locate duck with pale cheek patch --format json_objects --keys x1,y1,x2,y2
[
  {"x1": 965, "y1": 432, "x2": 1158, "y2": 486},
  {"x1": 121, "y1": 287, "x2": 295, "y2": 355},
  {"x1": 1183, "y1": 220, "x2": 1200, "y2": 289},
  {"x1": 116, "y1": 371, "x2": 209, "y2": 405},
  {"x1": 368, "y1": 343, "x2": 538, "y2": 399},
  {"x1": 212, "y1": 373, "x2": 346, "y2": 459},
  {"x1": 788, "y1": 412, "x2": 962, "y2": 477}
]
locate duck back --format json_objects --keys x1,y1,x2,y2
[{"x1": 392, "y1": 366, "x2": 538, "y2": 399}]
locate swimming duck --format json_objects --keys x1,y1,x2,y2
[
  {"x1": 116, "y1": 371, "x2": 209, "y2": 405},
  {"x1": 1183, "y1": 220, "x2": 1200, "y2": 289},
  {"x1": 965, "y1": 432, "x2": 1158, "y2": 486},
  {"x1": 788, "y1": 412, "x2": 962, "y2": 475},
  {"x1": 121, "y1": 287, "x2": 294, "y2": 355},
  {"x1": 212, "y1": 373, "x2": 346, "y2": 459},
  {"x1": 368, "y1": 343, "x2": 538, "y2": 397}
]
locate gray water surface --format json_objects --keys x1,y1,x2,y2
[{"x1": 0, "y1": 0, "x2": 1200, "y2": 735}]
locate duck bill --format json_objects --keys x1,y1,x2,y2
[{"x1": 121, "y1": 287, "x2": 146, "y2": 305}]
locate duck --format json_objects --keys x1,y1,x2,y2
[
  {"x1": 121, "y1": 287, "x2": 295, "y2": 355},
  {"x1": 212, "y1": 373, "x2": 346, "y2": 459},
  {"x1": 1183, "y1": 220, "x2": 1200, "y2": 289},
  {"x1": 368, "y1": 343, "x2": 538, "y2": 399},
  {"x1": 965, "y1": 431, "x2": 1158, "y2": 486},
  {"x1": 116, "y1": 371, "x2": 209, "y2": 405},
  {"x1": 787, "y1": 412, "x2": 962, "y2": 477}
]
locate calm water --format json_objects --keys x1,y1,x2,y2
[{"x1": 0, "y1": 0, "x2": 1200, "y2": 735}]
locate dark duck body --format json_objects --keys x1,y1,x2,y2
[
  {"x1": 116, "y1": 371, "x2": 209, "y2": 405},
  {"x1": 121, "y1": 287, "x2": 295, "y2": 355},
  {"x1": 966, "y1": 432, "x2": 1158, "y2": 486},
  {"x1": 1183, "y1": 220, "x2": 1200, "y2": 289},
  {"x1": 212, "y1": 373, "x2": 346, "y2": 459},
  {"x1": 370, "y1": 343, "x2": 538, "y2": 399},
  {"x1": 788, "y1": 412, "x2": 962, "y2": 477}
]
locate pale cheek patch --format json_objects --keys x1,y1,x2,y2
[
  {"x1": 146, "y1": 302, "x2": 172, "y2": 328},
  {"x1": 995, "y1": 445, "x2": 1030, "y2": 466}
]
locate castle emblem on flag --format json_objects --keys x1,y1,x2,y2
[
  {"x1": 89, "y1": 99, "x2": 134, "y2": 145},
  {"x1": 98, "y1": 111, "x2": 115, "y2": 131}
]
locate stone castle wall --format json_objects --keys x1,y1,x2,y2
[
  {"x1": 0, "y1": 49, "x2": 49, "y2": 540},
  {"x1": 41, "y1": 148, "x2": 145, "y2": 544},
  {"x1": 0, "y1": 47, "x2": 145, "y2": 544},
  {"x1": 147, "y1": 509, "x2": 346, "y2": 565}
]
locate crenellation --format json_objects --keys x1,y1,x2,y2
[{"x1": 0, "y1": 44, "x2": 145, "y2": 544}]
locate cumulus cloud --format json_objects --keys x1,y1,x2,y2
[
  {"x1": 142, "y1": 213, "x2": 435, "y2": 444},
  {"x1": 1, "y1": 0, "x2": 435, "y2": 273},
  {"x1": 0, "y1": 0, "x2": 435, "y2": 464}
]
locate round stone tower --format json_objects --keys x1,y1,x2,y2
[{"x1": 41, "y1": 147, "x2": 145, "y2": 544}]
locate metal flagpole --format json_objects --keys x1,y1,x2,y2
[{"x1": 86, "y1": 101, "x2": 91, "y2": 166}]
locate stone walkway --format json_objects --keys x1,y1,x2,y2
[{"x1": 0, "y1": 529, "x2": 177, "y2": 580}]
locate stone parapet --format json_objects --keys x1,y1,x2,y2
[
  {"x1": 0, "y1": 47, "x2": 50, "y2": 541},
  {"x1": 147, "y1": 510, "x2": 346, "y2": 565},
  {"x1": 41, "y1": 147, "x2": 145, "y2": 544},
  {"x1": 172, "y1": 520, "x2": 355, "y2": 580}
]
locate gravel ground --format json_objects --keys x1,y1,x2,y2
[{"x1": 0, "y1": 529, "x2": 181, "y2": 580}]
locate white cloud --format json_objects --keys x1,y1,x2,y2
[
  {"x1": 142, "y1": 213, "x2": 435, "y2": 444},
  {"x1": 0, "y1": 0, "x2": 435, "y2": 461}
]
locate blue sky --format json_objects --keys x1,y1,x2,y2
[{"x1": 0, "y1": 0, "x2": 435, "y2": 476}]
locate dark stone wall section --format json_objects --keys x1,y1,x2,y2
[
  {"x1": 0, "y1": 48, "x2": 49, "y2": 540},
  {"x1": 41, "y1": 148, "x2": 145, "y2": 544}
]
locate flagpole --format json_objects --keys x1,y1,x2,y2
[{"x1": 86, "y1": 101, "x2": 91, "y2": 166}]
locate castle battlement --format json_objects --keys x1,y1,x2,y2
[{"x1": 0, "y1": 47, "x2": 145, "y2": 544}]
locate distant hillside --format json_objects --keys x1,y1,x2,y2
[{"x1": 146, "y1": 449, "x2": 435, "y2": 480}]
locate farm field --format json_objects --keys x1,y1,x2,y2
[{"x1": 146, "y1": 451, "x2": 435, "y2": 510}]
▬▬▬▬▬▬
= WHAT YOU HAVE TO DO =
Copy out every item above verbatim, in its original order, one per line.

= COMPLETE RESPONSE =
locate duck with pale cheek patch --format json_objects --keys x1,y1,x2,y2
[
  {"x1": 965, "y1": 432, "x2": 1158, "y2": 486},
  {"x1": 121, "y1": 287, "x2": 295, "y2": 355},
  {"x1": 1183, "y1": 220, "x2": 1200, "y2": 289},
  {"x1": 116, "y1": 371, "x2": 209, "y2": 405},
  {"x1": 368, "y1": 343, "x2": 538, "y2": 399},
  {"x1": 212, "y1": 373, "x2": 346, "y2": 459},
  {"x1": 788, "y1": 412, "x2": 962, "y2": 477}
]
locate duck back --format json_objects --keys x1,y1,x2,y2
[{"x1": 392, "y1": 366, "x2": 538, "y2": 399}]
locate swimming duck --format json_objects --keys x1,y1,x2,y2
[
  {"x1": 116, "y1": 371, "x2": 209, "y2": 405},
  {"x1": 1183, "y1": 220, "x2": 1200, "y2": 289},
  {"x1": 965, "y1": 432, "x2": 1158, "y2": 486},
  {"x1": 788, "y1": 412, "x2": 962, "y2": 475},
  {"x1": 121, "y1": 287, "x2": 294, "y2": 355},
  {"x1": 212, "y1": 373, "x2": 346, "y2": 459},
  {"x1": 368, "y1": 343, "x2": 538, "y2": 397}
]
locate gray water surface --format json_objects --keys x1,y1,x2,y2
[{"x1": 0, "y1": 0, "x2": 1200, "y2": 735}]
locate duck bill --format json_objects --keys x1,y1,x2,y2
[{"x1": 121, "y1": 287, "x2": 146, "y2": 305}]
locate duck --format json_objects --keys x1,y1,x2,y2
[
  {"x1": 121, "y1": 287, "x2": 295, "y2": 355},
  {"x1": 212, "y1": 373, "x2": 346, "y2": 459},
  {"x1": 1183, "y1": 220, "x2": 1200, "y2": 289},
  {"x1": 368, "y1": 343, "x2": 538, "y2": 399},
  {"x1": 965, "y1": 431, "x2": 1158, "y2": 486},
  {"x1": 116, "y1": 371, "x2": 209, "y2": 405},
  {"x1": 787, "y1": 412, "x2": 962, "y2": 477}
]
locate calm water --format json_objects --keys x1,y1,x2,y2
[{"x1": 0, "y1": 0, "x2": 1200, "y2": 735}]
locate dark duck body --format json_objects --keys x1,y1,x2,y2
[
  {"x1": 116, "y1": 371, "x2": 209, "y2": 405},
  {"x1": 121, "y1": 287, "x2": 295, "y2": 355},
  {"x1": 966, "y1": 432, "x2": 1158, "y2": 486},
  {"x1": 1183, "y1": 220, "x2": 1200, "y2": 289},
  {"x1": 212, "y1": 373, "x2": 346, "y2": 459},
  {"x1": 370, "y1": 343, "x2": 538, "y2": 399},
  {"x1": 788, "y1": 412, "x2": 962, "y2": 477}
]
locate pale cheek patch --format json_objects --keys x1,y1,x2,y2
[
  {"x1": 146, "y1": 302, "x2": 172, "y2": 328},
  {"x1": 995, "y1": 445, "x2": 1030, "y2": 466}
]
locate castle emblem on flag --format json_objects --keys x1,y1,x2,y2
[
  {"x1": 89, "y1": 99, "x2": 134, "y2": 145},
  {"x1": 98, "y1": 111, "x2": 115, "y2": 131}
]
locate stone castle wall --format json_objects --keys x1,y1,x2,y2
[
  {"x1": 0, "y1": 49, "x2": 49, "y2": 540},
  {"x1": 41, "y1": 148, "x2": 145, "y2": 544},
  {"x1": 0, "y1": 47, "x2": 145, "y2": 544},
  {"x1": 147, "y1": 509, "x2": 346, "y2": 565}
]
locate crenellation --format json_objects --keys x1,y1,x2,y2
[{"x1": 0, "y1": 44, "x2": 145, "y2": 544}]
locate cumulus cloud --format json_objects --keys x1,y1,x2,y2
[
  {"x1": 142, "y1": 213, "x2": 435, "y2": 444},
  {"x1": 1, "y1": 0, "x2": 435, "y2": 273},
  {"x1": 0, "y1": 0, "x2": 435, "y2": 464}
]
locate round stone tower --format json_objects --keys x1,y1,x2,y2
[{"x1": 41, "y1": 147, "x2": 145, "y2": 544}]
locate metal flagpole --format json_objects --keys x1,y1,x2,y2
[{"x1": 86, "y1": 101, "x2": 91, "y2": 166}]
locate stone walkway --format json_objects --keys x1,y1,x2,y2
[{"x1": 0, "y1": 529, "x2": 177, "y2": 580}]
locate stone parapet --format json_objects --keys x1,y1,x2,y2
[
  {"x1": 0, "y1": 47, "x2": 50, "y2": 541},
  {"x1": 147, "y1": 510, "x2": 346, "y2": 565},
  {"x1": 41, "y1": 147, "x2": 145, "y2": 544},
  {"x1": 172, "y1": 520, "x2": 355, "y2": 580}
]
locate gravel ground --format json_objects --keys x1,y1,x2,y2
[{"x1": 0, "y1": 529, "x2": 181, "y2": 580}]
locate white cloud --format json_objects --keys x1,y1,x2,y2
[
  {"x1": 142, "y1": 213, "x2": 435, "y2": 444},
  {"x1": 0, "y1": 0, "x2": 435, "y2": 461}
]
locate blue sky --format json_objects --keys x1,y1,x2,y2
[{"x1": 0, "y1": 0, "x2": 435, "y2": 476}]
locate dark stone wall section --format json_objects --keys x1,y1,x2,y2
[
  {"x1": 0, "y1": 48, "x2": 49, "y2": 540},
  {"x1": 41, "y1": 148, "x2": 145, "y2": 544}
]
locate flagpole --format json_objects --keys x1,y1,x2,y2
[{"x1": 86, "y1": 101, "x2": 91, "y2": 166}]
locate castle battlement --format json_objects --keys x1,y1,x2,y2
[{"x1": 0, "y1": 47, "x2": 145, "y2": 544}]
locate distant hillside --format json_objects --keys x1,y1,x2,y2
[{"x1": 146, "y1": 449, "x2": 435, "y2": 480}]
locate farm field --format json_objects --keys x1,y1,x2,y2
[{"x1": 146, "y1": 451, "x2": 435, "y2": 510}]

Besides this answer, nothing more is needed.